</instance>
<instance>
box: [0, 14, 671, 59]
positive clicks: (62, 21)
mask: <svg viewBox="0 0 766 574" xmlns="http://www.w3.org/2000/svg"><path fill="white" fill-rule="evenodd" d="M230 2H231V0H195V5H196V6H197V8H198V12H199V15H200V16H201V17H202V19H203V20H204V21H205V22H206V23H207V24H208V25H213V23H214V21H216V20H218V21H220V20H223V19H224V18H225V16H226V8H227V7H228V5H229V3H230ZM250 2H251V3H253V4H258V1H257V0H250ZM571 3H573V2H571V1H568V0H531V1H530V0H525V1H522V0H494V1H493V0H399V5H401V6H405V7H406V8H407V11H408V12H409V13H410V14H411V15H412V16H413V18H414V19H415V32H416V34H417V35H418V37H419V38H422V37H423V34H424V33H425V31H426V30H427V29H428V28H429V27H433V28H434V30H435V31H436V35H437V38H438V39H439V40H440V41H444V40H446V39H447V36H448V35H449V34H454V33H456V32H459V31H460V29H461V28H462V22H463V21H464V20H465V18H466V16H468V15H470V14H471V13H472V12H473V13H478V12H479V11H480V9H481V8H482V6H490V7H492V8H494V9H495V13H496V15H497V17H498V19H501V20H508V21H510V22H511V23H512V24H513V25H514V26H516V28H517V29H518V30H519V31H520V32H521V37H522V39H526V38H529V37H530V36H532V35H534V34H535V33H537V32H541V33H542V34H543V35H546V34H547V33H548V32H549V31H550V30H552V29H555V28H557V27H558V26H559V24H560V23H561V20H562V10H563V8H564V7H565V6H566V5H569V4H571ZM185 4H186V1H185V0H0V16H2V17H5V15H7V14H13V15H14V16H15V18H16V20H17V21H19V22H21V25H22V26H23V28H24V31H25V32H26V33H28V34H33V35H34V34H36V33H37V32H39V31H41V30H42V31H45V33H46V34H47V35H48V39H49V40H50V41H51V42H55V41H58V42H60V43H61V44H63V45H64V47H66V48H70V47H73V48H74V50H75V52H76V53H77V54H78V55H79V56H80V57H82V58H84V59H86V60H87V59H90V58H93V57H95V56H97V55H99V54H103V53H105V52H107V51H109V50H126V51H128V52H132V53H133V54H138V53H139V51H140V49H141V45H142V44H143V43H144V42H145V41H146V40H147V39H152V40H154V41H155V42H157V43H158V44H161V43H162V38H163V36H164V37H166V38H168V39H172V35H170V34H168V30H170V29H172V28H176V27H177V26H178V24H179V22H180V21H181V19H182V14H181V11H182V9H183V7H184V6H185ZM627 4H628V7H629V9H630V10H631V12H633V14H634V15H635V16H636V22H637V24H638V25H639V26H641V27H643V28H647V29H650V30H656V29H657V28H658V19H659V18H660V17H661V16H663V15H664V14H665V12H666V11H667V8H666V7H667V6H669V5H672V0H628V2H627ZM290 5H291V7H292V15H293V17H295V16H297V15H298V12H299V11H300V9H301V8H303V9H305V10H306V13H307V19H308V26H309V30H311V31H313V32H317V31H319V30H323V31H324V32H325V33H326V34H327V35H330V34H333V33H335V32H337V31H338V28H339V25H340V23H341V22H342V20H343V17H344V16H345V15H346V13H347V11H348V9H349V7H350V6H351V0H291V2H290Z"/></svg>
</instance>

********

# Problem description
Reproduce every one of the entries above verbatim, with nothing added, dropped, or altered.

# Answer to the exercise
</instance>
<instance>
box: [0, 14, 671, 59]
positive clicks: (62, 21)
mask: <svg viewBox="0 0 766 574" xmlns="http://www.w3.org/2000/svg"><path fill="white" fill-rule="evenodd" d="M230 2H231V0H195V5H196V6H197V8H198V12H199V15H200V16H201V17H202V19H203V20H204V21H205V22H206V23H207V24H208V25H213V23H214V21H216V20H218V21H220V20H223V19H224V18H225V16H226V8H227V7H228V5H229V3H230ZM250 2H251V3H253V4H258V1H257V0H250ZM571 3H573V2H571V1H568V0H531V1H530V0H525V1H522V0H494V1H493V0H399V5H401V6H405V7H406V8H407V11H408V12H409V13H410V14H411V15H412V16H413V18H414V19H415V32H416V34H417V35H418V37H419V38H422V37H423V34H424V33H425V31H426V30H427V29H428V28H429V27H433V28H434V30H435V31H436V35H437V38H438V39H439V40H440V41H444V40H446V39H447V36H448V35H449V34H454V33H456V32H459V31H460V29H461V28H462V22H463V21H464V20H465V18H466V16H468V15H470V14H471V13H472V12H473V13H478V12H479V11H480V9H481V8H482V6H490V7H492V8H494V9H495V13H496V15H497V17H498V19H501V20H508V21H510V22H511V23H512V24H513V25H514V26H516V28H517V29H518V30H519V31H520V32H521V37H522V39H526V38H529V37H530V36H532V35H534V34H535V33H537V32H541V33H542V34H543V35H546V34H547V33H548V32H549V31H550V30H552V29H555V28H557V27H558V26H559V24H560V23H561V20H562V10H563V8H564V7H565V6H566V5H569V4H571ZM185 4H186V1H185V0H0V16H2V17H5V15H7V14H13V15H14V16H15V18H16V20H17V21H19V22H21V25H22V26H23V28H24V31H25V32H26V33H28V34H33V35H34V34H36V33H37V32H39V31H41V30H42V31H45V33H46V34H47V35H48V39H49V40H50V41H51V42H55V41H58V42H60V43H61V44H63V45H64V47H66V48H70V47H73V48H74V50H75V52H76V53H77V54H78V55H79V56H80V57H82V58H84V59H86V60H87V59H90V58H93V57H95V56H97V55H99V54H103V53H105V52H107V51H109V50H126V51H128V52H132V53H133V54H138V53H139V51H140V49H141V45H142V44H143V43H144V42H145V41H146V40H147V39H152V40H154V41H155V42H157V43H158V44H161V43H162V38H163V36H164V37H166V38H168V39H172V35H170V34H168V30H170V29H172V28H176V27H177V26H178V24H179V22H180V21H181V19H182V14H181V11H182V9H183V7H184V6H185ZM627 4H628V7H629V9H630V10H631V12H633V14H634V15H635V16H636V22H637V24H638V25H639V26H641V27H643V28H647V29H650V30H656V29H657V28H658V19H659V18H660V17H661V16H663V15H664V14H665V12H666V11H667V8H666V7H667V6H669V5H672V0H628V2H627ZM290 5H291V7H292V15H293V17H295V16H297V15H298V12H299V11H300V9H301V8H303V9H305V10H306V13H307V19H308V26H309V30H311V31H313V32H317V31H319V30H323V31H324V32H325V33H326V34H327V35H330V34H333V33H335V32H337V31H338V28H339V25H340V23H341V22H342V20H343V17H344V16H345V15H346V13H347V11H348V9H349V7H350V6H351V0H291V2H290Z"/></svg>
</instance>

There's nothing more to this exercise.